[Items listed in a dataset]
= = =

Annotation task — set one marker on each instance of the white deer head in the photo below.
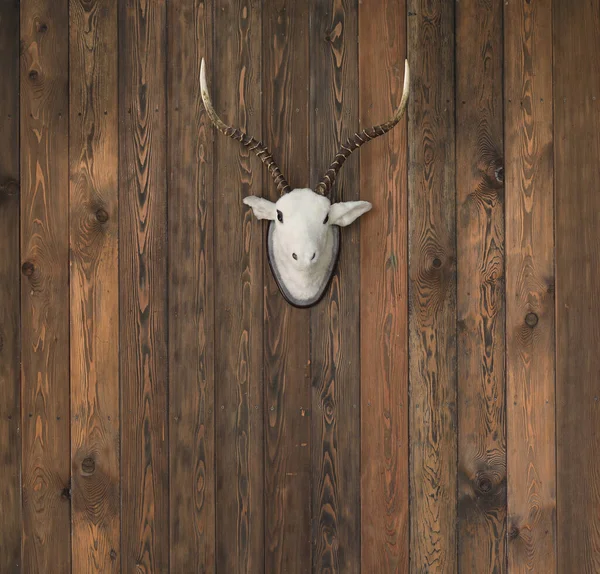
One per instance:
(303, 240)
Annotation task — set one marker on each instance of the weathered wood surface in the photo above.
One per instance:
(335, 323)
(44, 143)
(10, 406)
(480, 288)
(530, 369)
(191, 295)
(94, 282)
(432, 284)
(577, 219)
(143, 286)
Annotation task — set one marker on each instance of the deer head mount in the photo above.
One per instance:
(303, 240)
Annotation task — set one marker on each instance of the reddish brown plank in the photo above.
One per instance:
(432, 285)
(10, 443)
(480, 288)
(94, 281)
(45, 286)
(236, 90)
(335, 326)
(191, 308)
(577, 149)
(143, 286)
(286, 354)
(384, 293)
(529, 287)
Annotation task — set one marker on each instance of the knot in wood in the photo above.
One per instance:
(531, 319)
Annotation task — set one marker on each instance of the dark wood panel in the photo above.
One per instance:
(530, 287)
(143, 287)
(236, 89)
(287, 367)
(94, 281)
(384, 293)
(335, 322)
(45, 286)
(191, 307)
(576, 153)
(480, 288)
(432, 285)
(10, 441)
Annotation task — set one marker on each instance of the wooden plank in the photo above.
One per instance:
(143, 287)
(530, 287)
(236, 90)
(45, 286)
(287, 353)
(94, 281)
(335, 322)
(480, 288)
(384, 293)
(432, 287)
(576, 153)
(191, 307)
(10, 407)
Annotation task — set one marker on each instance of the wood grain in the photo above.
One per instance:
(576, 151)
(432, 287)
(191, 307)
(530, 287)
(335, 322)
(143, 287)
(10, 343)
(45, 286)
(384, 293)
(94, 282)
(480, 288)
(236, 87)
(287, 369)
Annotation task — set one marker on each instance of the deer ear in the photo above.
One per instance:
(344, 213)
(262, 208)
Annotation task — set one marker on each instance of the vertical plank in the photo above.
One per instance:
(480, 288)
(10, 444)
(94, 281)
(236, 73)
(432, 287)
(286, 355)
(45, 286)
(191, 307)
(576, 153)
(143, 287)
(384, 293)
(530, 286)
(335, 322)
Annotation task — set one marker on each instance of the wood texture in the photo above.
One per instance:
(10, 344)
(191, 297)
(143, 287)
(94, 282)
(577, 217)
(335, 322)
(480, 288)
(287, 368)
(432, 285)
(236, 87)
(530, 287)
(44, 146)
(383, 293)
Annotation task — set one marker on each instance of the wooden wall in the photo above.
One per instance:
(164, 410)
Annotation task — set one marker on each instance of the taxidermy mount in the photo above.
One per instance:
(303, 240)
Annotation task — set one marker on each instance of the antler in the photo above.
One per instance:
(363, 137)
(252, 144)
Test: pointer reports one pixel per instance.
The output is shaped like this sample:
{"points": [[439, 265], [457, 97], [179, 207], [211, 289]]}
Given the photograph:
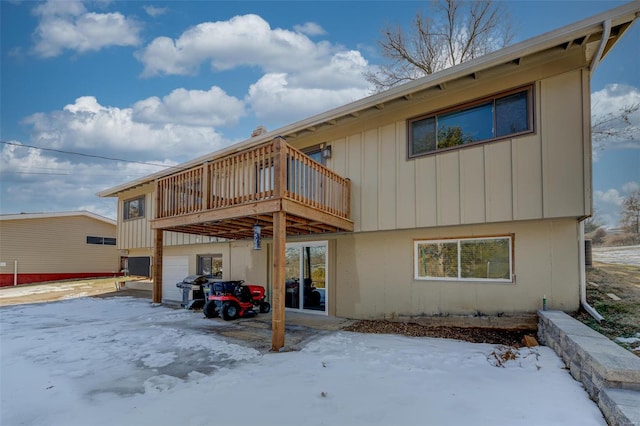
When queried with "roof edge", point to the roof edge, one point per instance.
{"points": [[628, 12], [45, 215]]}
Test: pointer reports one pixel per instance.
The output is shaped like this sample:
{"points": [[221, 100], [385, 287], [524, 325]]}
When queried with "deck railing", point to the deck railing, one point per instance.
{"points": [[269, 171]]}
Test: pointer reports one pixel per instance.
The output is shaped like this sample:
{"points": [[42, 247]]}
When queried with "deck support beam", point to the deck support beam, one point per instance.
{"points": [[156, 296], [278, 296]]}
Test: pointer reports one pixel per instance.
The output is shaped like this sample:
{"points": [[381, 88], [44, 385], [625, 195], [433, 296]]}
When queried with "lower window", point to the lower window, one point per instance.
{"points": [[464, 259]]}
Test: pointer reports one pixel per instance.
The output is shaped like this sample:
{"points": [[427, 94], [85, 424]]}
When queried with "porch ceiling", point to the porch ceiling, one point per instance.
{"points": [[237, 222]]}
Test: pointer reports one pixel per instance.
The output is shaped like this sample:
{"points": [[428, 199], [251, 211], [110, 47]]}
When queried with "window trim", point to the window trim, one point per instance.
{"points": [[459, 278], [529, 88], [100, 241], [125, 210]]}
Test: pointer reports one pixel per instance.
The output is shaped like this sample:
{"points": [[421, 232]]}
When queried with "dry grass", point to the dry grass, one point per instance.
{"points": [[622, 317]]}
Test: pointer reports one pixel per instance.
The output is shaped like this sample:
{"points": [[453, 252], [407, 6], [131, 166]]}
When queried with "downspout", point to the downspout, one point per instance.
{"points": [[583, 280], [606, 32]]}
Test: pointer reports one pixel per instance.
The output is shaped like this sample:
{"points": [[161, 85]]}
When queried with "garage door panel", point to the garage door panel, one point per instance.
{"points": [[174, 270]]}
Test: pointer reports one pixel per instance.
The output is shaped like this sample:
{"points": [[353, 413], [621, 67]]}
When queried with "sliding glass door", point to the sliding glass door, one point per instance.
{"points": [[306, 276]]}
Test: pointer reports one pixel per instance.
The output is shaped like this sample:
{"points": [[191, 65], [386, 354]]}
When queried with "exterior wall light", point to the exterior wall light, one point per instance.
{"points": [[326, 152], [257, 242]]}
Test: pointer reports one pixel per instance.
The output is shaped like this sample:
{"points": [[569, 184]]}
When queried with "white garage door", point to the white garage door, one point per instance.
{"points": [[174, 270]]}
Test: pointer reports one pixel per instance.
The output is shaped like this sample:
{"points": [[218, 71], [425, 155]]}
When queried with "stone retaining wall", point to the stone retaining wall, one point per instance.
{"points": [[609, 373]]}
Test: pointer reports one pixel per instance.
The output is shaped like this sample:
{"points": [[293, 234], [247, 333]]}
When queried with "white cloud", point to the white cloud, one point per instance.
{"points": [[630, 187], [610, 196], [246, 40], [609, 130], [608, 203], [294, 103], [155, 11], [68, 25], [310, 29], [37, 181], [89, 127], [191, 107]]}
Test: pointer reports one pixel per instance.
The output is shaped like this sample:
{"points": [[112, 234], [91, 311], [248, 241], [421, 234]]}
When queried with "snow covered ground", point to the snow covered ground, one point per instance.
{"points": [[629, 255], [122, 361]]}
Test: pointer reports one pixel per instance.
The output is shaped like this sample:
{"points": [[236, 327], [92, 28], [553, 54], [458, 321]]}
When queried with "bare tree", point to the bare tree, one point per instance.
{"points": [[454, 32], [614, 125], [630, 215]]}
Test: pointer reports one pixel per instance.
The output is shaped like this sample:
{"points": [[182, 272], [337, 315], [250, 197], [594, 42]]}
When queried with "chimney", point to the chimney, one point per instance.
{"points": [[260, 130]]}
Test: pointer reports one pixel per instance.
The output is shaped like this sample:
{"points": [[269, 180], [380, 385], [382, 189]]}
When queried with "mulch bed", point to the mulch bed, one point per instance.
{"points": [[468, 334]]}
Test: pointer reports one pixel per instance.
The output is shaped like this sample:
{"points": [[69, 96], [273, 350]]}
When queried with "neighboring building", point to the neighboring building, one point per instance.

= = =

- ASSIGNED TASK -
From the first line above to the last, reproduce the records exactly but without the pictures.

- FINISHED EXERCISE -
Annotation task — set one marker on each instance of the white deer head in the photo below.
One per instance:
(303, 240)
Annotation task — set one marker on each instance of the weathered wood surface in the photo above.
One per instance:
(335, 323)
(44, 143)
(10, 406)
(480, 288)
(530, 369)
(191, 295)
(94, 282)
(432, 284)
(577, 219)
(143, 286)
Annotation task — set one marker on each instance of the deer head mount in the photo above.
One per instance:
(303, 240)
Annotation task — set one marker on each instance of the reddish brown plank in the photo above.
One per instance:
(432, 285)
(10, 443)
(480, 288)
(94, 281)
(45, 286)
(236, 90)
(335, 326)
(191, 308)
(577, 149)
(143, 286)
(286, 354)
(384, 293)
(529, 287)
Annotation task — set one marker on each instance of the knot in wood in the photo above.
One per instance:
(531, 319)
Annotation task — set one marker on each instance of the dark wood panel in the photo above.
One per instance:
(530, 287)
(143, 287)
(236, 89)
(287, 367)
(94, 281)
(384, 293)
(335, 322)
(45, 286)
(191, 307)
(576, 153)
(480, 288)
(432, 285)
(10, 441)
Annotation task — set one marker on each instance of the wooden plank in the photo above.
One per instance:
(143, 287)
(530, 287)
(236, 90)
(45, 286)
(287, 353)
(94, 281)
(335, 322)
(480, 288)
(384, 293)
(432, 287)
(576, 153)
(191, 307)
(10, 407)
Annotation task — set one marker on each instance of the wood grain in the photo above.
One per instance:
(576, 151)
(432, 287)
(191, 307)
(530, 287)
(335, 322)
(143, 287)
(10, 343)
(45, 286)
(384, 293)
(94, 282)
(480, 288)
(236, 87)
(287, 369)
Annotation task — set one marker on each instance of the deer ear in the photo above.
One per instance:
(344, 213)
(262, 208)
Annotation task — set one marker on each instance of the vertical plank in the photo above.
One per instance:
(480, 288)
(10, 444)
(94, 281)
(236, 73)
(432, 287)
(286, 355)
(45, 286)
(191, 307)
(576, 153)
(143, 287)
(384, 293)
(530, 286)
(335, 322)
Annotation task — set one marker on each instance of the wood texture in the photo above.
One per instance:
(10, 344)
(191, 297)
(143, 287)
(94, 282)
(577, 217)
(335, 322)
(480, 288)
(287, 368)
(432, 285)
(236, 87)
(530, 287)
(44, 146)
(383, 293)
Annotation task — set one marker on each instance of the wooden wall in the photo above.
One per instance:
(164, 410)
Annotation task — set one marker on each instance of the taxidermy mount in the photo above.
One per instance:
(303, 240)
Annotation task — set one marker on each instance of the antler in the photo above.
One per instance:
(363, 137)
(252, 144)
Test: pointer reports one pixel per instance.
The output is shaped like this sample:
{"points": [[439, 265], [457, 97], [179, 207], [211, 289]]}
Given the photograph:
When queried with "roof edge", point to the roof edge, one point per instance.
{"points": [[628, 12], [45, 215]]}
Test: pointer reports one pixel per instance.
The output is shaped like this sample:
{"points": [[221, 100], [385, 287], [524, 325]]}
When queried with "deck railing", point to the deck railing, one point per instance.
{"points": [[269, 171]]}
Test: pointer reports one pixel per instance.
The output is shaped like this sample:
{"points": [[42, 247]]}
When queried with "deck support beam", point to the deck support beam, one point per instance.
{"points": [[156, 296], [278, 296]]}
Test: pointer reports one pixel per instance.
The output is shaped like this sample:
{"points": [[381, 88], [44, 385], [625, 195], [433, 296]]}
When queried with "lower window", point to the lower window, one point per instance.
{"points": [[464, 259]]}
Test: pointer reports one pixel per instance.
The output is shaped like this sample:
{"points": [[427, 94], [85, 424]]}
When queried with "porch ceiling", point to the porch ceiling, one point per instance.
{"points": [[237, 222]]}
Test: pointer reports one pixel per instance.
The output is shaped like this sample:
{"points": [[428, 199], [251, 211], [110, 47]]}
When queried with "window trim", point to the window trim, one point per instance.
{"points": [[459, 278], [529, 88], [100, 241], [125, 210]]}
Test: pointer reports one pixel per instance.
The output is shaped like this sample:
{"points": [[421, 232]]}
When queried with "dry grass", point to the dry grass, one point per instance.
{"points": [[622, 317]]}
Test: pointer reports one pixel per instance.
The output is shaped like this sample:
{"points": [[453, 252], [407, 6], [131, 166]]}
When queried with "downspout", point to the downspout, one point per instance.
{"points": [[583, 280], [606, 32]]}
Test: pointer reports one pixel per instance.
The output is shaped like this sample:
{"points": [[161, 85]]}
When queried with "garage door panel", point to the garage door panel, one point per instance.
{"points": [[174, 270]]}
Test: pointer reports one pixel per instance.
The output is shaped like this sample:
{"points": [[353, 413], [621, 67]]}
When queried with "sliding glass door", point to the sliding glass door, one point per instance.
{"points": [[306, 276]]}
Test: pointer reports one pixel per instance.
The output is shaped like this sample:
{"points": [[191, 65], [386, 354]]}
When queried with "exterior wall light", point to the exterior wall light, one point per instance.
{"points": [[326, 152], [257, 242]]}
Test: pointer reports one pixel per instance.
The output is shaped like this sample:
{"points": [[569, 184]]}
When queried with "white garage door", point to the white garage door, one point per instance.
{"points": [[174, 270]]}
Test: pointer reports one pixel per instance.
The output is shaped like this sample:
{"points": [[218, 71], [425, 155]]}
When queried with "stone retaining wall", point to the stone retaining wall, one point per instance.
{"points": [[609, 373]]}
Test: pointer reports one pixel per instance.
The output is shaped like this sample:
{"points": [[293, 234], [247, 333]]}
When queried with "white cloud", point to the white cloud, one point per instance.
{"points": [[630, 187], [610, 196], [246, 40], [609, 130], [608, 203], [294, 103], [155, 11], [68, 25], [310, 29], [37, 181], [89, 127], [191, 107]]}
Test: pointer reports one pixel per instance.
The output is shaped like this sample:
{"points": [[112, 234], [91, 311], [248, 241], [421, 234]]}
When queried with "snow covered ground", point to the snow covered ground, one point per instance.
{"points": [[629, 255], [122, 361]]}
Test: pointer reports one pixel per instance.
The output is shaped like this sample:
{"points": [[236, 327], [92, 28], [553, 54], [458, 321]]}
When queried with "bare tree", point to the bare tree, one point per instance.
{"points": [[454, 32], [614, 125], [630, 215]]}
Test: pointer reports one pixel per instance.
The output is shaped like this sample:
{"points": [[182, 272], [337, 315], [250, 197], [594, 42]]}
When queried with "chimney", point to the chimney, one point per instance.
{"points": [[260, 130]]}
Test: pointer reports one pixel per instance.
The output is shaped like this sample:
{"points": [[269, 180], [380, 385], [382, 189]]}
When queried with "mulch bed", point to the mulch bed, one point per instance.
{"points": [[468, 334]]}
Test: pointer reports one pixel per instance.
The output is shaped like this sample:
{"points": [[69, 96], [273, 350]]}
When queried with "neighboring building", point to the neighboring building, one point per instance.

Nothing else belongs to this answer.